Saved data entries
######
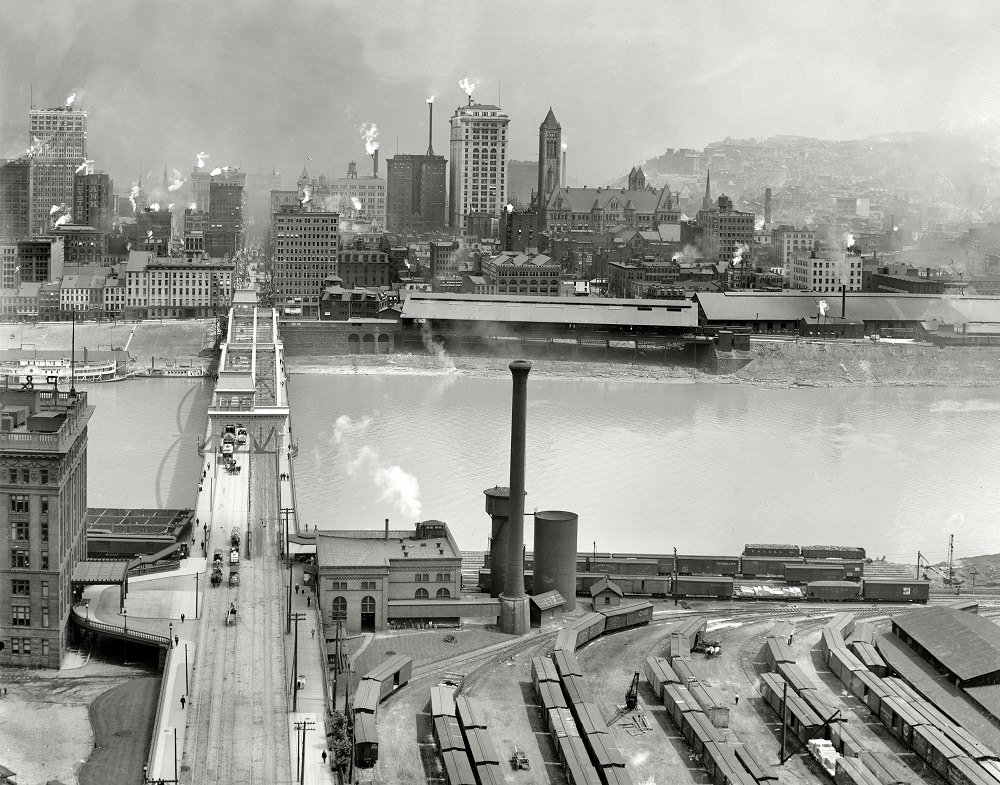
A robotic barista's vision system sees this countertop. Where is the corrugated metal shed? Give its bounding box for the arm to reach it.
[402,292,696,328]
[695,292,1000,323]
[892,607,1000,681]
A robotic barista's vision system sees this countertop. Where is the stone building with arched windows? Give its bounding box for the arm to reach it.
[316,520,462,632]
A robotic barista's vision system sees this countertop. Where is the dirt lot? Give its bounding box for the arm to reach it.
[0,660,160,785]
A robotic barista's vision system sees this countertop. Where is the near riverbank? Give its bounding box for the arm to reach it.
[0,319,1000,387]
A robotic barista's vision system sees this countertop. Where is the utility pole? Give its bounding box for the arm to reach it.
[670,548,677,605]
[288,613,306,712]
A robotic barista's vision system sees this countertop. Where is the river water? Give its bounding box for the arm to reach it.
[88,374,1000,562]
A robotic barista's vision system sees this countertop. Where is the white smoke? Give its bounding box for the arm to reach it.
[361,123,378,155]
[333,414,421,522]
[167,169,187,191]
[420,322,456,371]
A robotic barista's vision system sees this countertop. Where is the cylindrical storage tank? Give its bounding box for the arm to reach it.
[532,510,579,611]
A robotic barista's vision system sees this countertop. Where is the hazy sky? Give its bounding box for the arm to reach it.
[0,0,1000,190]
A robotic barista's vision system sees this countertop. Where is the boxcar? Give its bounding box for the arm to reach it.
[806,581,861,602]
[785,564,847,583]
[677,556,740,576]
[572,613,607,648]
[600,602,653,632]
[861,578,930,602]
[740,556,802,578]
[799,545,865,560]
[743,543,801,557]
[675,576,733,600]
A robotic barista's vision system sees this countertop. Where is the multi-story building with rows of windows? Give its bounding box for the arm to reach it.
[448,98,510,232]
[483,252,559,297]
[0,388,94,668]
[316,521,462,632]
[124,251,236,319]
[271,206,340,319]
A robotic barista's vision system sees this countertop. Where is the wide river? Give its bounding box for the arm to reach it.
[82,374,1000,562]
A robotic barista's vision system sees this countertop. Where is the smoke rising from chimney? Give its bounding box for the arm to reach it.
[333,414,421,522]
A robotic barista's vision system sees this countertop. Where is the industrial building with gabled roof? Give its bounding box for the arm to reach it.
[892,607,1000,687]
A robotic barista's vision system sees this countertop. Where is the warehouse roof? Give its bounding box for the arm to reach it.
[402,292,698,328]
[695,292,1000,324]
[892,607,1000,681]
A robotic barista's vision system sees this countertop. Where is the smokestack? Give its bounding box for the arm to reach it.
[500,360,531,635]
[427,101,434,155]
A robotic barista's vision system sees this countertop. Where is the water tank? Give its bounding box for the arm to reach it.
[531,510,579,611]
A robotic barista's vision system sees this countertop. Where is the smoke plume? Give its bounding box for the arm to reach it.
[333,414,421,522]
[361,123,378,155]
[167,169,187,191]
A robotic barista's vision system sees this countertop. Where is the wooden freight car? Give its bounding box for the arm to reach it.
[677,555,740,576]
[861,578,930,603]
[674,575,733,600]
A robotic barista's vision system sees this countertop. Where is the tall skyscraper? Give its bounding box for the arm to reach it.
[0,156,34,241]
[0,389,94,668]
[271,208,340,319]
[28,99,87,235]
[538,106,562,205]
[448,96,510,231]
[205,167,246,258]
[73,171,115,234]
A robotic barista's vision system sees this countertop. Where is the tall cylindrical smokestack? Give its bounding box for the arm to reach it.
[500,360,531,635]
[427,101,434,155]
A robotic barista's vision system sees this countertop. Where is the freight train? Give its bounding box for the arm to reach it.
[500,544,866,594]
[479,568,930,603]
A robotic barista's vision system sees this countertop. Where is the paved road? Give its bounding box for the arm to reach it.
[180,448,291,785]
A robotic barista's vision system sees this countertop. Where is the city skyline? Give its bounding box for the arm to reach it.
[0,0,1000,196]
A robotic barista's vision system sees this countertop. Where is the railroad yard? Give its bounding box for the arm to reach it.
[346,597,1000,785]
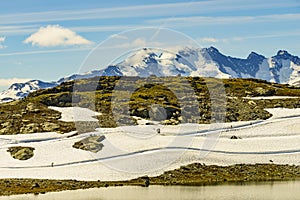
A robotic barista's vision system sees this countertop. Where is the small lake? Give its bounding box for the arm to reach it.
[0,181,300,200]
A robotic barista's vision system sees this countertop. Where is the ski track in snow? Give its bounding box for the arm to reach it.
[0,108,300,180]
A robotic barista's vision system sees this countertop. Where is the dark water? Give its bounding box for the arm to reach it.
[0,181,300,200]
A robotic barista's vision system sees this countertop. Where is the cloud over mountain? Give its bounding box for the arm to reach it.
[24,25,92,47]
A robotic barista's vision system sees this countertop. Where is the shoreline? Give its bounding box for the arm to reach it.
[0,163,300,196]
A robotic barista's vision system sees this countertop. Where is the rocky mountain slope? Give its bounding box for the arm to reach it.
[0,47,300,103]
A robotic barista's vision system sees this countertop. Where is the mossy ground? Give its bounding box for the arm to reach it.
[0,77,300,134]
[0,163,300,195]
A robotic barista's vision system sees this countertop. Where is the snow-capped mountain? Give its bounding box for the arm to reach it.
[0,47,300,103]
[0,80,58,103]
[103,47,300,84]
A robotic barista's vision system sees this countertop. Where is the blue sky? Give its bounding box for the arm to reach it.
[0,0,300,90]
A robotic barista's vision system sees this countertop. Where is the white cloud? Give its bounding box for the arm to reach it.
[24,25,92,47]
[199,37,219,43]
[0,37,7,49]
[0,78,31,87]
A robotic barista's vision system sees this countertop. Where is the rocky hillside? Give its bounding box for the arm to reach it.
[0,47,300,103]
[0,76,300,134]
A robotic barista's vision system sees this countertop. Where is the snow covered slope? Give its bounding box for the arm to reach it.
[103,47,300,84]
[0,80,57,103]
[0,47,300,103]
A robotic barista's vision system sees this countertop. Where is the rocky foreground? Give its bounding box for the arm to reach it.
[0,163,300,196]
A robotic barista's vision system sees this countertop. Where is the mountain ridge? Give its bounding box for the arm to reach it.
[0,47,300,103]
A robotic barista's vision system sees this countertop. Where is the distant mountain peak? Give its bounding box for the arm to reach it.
######
Scale the part of the listing that opens with the line containing "the white smoke?" and closes with the line containing "[532,510,579,611]", giving every line in that span again with the requests included. Multiply each bounding box coordinate in the answers by 1.55, round to whole numbers with halves going up, and return only those lines.

A robotic barista's vision system sees this countertop. Where is the white smoke? Give its bounding box for the arm to reach it.
[560,191,586,240]
[516,642,653,809]
[259,262,290,296]
[651,499,707,575]
A robotic barista's vision system sees this countertop. Where is the cylindrical storage tank? Give its bounding box for the arm to reach it.
[825,791,897,947]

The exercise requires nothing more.